▶ _REQUIREMENTS_: Print exactly the lines from the one containing "woman in the photo below" through the last line of the records below, both included, and nothing else; omit any pictures.

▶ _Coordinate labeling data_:
>> Start

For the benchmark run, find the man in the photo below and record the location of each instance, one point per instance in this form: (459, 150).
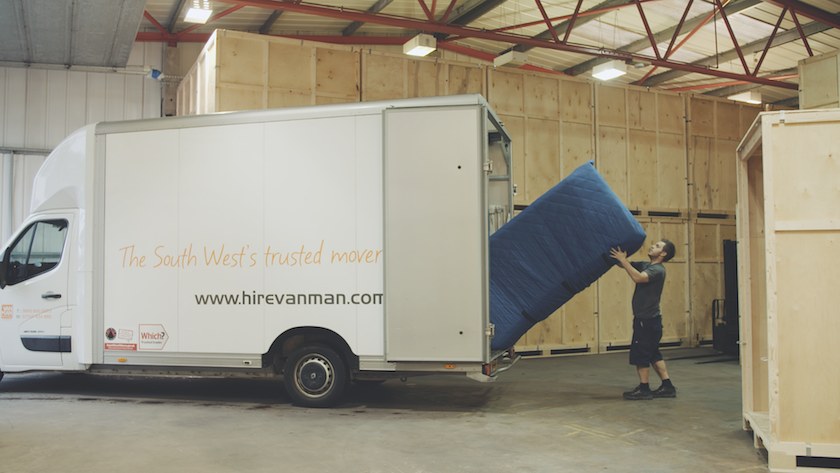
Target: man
(647, 319)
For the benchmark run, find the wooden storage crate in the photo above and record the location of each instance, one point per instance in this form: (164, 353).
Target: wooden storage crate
(789, 239)
(819, 81)
(243, 71)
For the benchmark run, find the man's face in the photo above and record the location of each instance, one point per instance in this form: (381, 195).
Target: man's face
(656, 249)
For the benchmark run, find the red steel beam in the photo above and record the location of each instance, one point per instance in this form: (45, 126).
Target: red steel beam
(770, 41)
(212, 19)
(726, 84)
(679, 27)
(649, 32)
(171, 39)
(414, 24)
(448, 11)
(154, 22)
(572, 21)
(808, 11)
(801, 33)
(548, 22)
(732, 35)
(685, 40)
(426, 10)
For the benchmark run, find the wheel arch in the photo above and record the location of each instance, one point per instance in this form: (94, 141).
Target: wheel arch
(291, 339)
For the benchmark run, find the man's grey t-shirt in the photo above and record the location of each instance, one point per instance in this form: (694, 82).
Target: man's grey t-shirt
(647, 295)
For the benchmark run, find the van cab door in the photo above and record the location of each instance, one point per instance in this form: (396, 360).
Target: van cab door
(34, 294)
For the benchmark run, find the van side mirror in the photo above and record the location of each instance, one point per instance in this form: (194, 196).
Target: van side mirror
(4, 268)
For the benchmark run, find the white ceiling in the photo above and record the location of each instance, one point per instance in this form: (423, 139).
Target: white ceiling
(100, 32)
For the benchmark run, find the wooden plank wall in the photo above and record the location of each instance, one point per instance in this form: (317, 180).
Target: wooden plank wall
(551, 121)
(669, 157)
(716, 127)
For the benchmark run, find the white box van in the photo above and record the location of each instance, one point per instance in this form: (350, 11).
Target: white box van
(324, 243)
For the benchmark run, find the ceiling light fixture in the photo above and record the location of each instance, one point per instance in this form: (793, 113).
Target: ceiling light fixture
(199, 13)
(750, 96)
(420, 45)
(511, 59)
(609, 70)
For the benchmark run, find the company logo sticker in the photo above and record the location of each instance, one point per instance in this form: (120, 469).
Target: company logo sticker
(153, 337)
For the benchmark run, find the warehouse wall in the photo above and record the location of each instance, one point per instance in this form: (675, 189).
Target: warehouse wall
(40, 107)
(669, 157)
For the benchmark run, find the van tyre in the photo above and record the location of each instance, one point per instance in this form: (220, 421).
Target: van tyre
(315, 376)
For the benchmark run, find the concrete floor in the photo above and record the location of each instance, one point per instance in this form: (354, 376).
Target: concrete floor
(562, 414)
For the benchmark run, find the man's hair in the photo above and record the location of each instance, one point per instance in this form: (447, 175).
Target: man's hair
(670, 250)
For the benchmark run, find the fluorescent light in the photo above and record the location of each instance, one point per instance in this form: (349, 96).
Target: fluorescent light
(750, 96)
(420, 45)
(200, 12)
(511, 58)
(609, 70)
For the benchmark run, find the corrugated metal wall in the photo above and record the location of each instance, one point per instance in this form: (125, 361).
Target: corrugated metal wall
(40, 107)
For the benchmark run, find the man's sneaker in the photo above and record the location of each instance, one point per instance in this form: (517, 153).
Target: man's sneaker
(663, 391)
(639, 394)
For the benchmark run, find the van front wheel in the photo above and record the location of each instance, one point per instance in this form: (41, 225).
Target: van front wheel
(315, 376)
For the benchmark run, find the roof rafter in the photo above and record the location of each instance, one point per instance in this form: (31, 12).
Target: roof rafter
(664, 35)
(732, 54)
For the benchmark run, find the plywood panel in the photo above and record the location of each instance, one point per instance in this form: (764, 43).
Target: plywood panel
(579, 320)
(642, 173)
(672, 304)
(575, 146)
(702, 117)
(672, 113)
(506, 92)
(288, 98)
(612, 107)
(231, 99)
(290, 66)
(325, 100)
(808, 327)
(805, 195)
(748, 114)
(615, 290)
(426, 78)
(724, 191)
(672, 171)
(728, 121)
(542, 97)
(641, 109)
(820, 75)
(384, 77)
(337, 72)
(241, 61)
(576, 99)
(466, 80)
(702, 157)
(612, 159)
(542, 156)
(706, 243)
(516, 127)
(705, 288)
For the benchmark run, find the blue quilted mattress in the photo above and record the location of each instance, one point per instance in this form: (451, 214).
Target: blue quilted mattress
(555, 248)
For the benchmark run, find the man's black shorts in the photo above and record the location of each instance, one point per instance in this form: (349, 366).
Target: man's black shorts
(644, 349)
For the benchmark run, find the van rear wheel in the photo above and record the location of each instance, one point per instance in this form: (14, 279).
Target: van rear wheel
(315, 376)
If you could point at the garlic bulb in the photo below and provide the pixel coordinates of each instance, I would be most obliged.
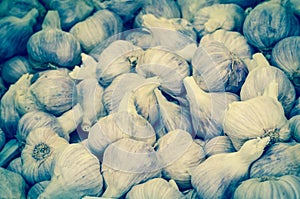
(127, 162)
(19, 8)
(89, 95)
(15, 33)
(154, 188)
(278, 160)
(218, 144)
(218, 16)
(174, 33)
(220, 174)
(15, 165)
(284, 56)
(257, 117)
(70, 12)
(207, 109)
(161, 8)
(125, 8)
(269, 187)
(2, 139)
(116, 126)
(261, 76)
(294, 125)
(87, 69)
(218, 63)
(24, 99)
(42, 145)
(118, 58)
(62, 125)
(114, 93)
(52, 46)
(14, 68)
(174, 116)
(76, 173)
(37, 189)
(169, 67)
(179, 155)
(101, 25)
(9, 115)
(61, 91)
(12, 184)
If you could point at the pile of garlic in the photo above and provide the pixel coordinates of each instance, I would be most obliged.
(148, 99)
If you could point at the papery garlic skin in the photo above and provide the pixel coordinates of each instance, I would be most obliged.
(154, 188)
(42, 145)
(76, 173)
(179, 155)
(218, 16)
(257, 117)
(126, 163)
(220, 174)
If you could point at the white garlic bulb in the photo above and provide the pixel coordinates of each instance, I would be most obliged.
(127, 162)
(257, 117)
(89, 95)
(218, 16)
(154, 188)
(207, 109)
(117, 58)
(76, 173)
(168, 66)
(219, 175)
(179, 155)
(42, 145)
(174, 116)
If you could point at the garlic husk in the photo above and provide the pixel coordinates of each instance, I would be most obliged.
(52, 46)
(278, 160)
(37, 189)
(174, 34)
(16, 166)
(89, 96)
(122, 124)
(61, 92)
(174, 116)
(24, 100)
(207, 109)
(15, 33)
(2, 139)
(114, 93)
(161, 8)
(124, 8)
(118, 58)
(188, 155)
(14, 68)
(218, 16)
(296, 109)
(269, 187)
(257, 117)
(38, 154)
(76, 173)
(220, 174)
(218, 63)
(127, 162)
(261, 76)
(9, 115)
(154, 188)
(218, 144)
(294, 125)
(168, 66)
(69, 11)
(12, 184)
(101, 25)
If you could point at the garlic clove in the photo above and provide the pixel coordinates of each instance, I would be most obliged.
(126, 163)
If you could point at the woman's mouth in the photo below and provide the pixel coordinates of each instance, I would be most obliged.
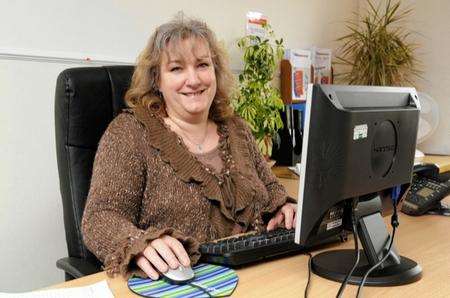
(191, 94)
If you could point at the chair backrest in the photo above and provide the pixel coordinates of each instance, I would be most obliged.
(86, 100)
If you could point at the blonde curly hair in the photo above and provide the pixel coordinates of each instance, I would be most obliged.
(144, 90)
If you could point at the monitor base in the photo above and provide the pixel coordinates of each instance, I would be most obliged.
(335, 265)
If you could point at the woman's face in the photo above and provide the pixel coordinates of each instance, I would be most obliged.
(187, 79)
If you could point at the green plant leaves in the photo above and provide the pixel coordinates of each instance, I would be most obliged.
(257, 101)
(377, 51)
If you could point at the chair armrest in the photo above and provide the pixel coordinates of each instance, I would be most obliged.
(77, 267)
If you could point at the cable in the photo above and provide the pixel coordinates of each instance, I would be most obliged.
(206, 291)
(309, 274)
(394, 223)
(349, 274)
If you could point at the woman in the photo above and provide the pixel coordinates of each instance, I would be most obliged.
(178, 168)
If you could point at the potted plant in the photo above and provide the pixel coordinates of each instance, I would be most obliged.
(376, 51)
(257, 101)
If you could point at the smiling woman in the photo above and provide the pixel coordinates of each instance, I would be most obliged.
(177, 168)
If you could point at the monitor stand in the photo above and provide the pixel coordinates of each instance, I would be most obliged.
(375, 239)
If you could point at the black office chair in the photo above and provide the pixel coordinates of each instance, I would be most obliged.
(86, 100)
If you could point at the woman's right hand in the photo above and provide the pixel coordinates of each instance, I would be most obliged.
(160, 255)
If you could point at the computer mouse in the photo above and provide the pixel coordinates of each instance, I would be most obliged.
(181, 275)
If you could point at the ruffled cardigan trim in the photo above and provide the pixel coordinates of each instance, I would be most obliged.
(233, 189)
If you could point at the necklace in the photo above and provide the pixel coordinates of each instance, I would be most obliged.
(197, 145)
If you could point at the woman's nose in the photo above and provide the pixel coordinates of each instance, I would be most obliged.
(193, 78)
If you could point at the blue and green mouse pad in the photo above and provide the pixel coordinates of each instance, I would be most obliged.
(218, 281)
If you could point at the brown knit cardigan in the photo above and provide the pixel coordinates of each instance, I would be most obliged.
(145, 183)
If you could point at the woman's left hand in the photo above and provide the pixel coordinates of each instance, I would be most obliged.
(286, 214)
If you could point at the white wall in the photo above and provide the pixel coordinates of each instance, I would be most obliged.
(430, 25)
(31, 226)
(432, 20)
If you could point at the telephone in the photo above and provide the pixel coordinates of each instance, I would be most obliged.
(426, 192)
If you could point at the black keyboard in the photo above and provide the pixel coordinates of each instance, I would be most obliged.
(250, 248)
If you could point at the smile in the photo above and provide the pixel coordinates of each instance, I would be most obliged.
(193, 93)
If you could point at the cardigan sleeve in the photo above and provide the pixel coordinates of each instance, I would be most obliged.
(277, 193)
(110, 220)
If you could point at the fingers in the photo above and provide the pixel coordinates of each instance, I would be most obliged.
(161, 254)
(287, 214)
(275, 221)
(145, 265)
(165, 252)
(178, 249)
(155, 259)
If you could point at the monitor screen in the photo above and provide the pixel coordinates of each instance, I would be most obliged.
(358, 143)
(357, 140)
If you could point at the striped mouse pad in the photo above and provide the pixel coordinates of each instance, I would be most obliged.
(217, 281)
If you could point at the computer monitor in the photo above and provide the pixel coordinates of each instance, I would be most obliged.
(358, 143)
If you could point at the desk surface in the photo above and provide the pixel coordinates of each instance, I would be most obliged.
(425, 239)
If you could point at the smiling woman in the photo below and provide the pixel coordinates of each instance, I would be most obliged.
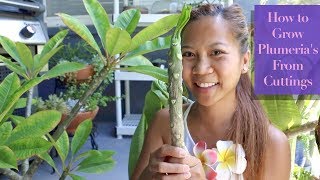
(215, 64)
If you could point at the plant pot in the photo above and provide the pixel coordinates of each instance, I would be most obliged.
(80, 117)
(80, 76)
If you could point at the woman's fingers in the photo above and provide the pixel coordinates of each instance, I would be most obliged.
(189, 160)
(165, 167)
(168, 150)
(164, 176)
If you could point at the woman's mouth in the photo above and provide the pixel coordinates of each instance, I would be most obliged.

>> End

▶ _OUTPUT FOR THIS EXERCISE_:
If you could point at the smiling woman in the photo below and provide the pixel coordinates of each instance, I would be most obliged.
(215, 64)
If you could point at the plant pot in the photo above and provide the pixel coordinates of each instance, I would be most obliged.
(80, 117)
(80, 76)
If you could point at the woman's fingers in the photo above and provide the pixel coordinates of each instance, I would be most obliged.
(189, 160)
(165, 167)
(168, 150)
(164, 176)
If you could point at the woman's mouth in the photo above and provide the pixel coordinates of each instance, I would be most obliged.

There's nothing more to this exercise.